#### DATA FOR THE TASK
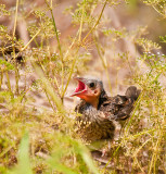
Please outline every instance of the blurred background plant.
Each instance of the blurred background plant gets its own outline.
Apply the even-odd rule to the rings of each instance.
[[[165,5],[2,1],[0,173],[166,173]],[[111,95],[142,90],[106,162],[93,161],[74,130],[67,96],[85,74]]]

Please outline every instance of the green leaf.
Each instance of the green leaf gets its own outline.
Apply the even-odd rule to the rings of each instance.
[[[20,145],[18,164],[9,172],[10,174],[33,174],[29,160],[29,136],[26,133]]]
########
Rewrite the listing with every occurrence of "green leaf" renamed to "leaf blade", keeping everything else the same, and omit the pictures from your answer.

→ **RESULT**:
Please outline every instance of the blurred background plant.
Each instance of the blurred background plant gets its own outline.
Apply the even-odd rule to the rings of each instance.
[[[165,5],[2,1],[0,173],[166,173]],[[111,95],[142,90],[106,162],[93,161],[74,130],[67,96],[85,74]]]

Please outline every instance of the leaf blade.
Each instance of the leaf blade gets its own outline.
Apply the even-odd rule to the rings of each instance.
[[[20,145],[18,164],[9,172],[10,174],[33,174],[29,160],[29,136],[26,133]]]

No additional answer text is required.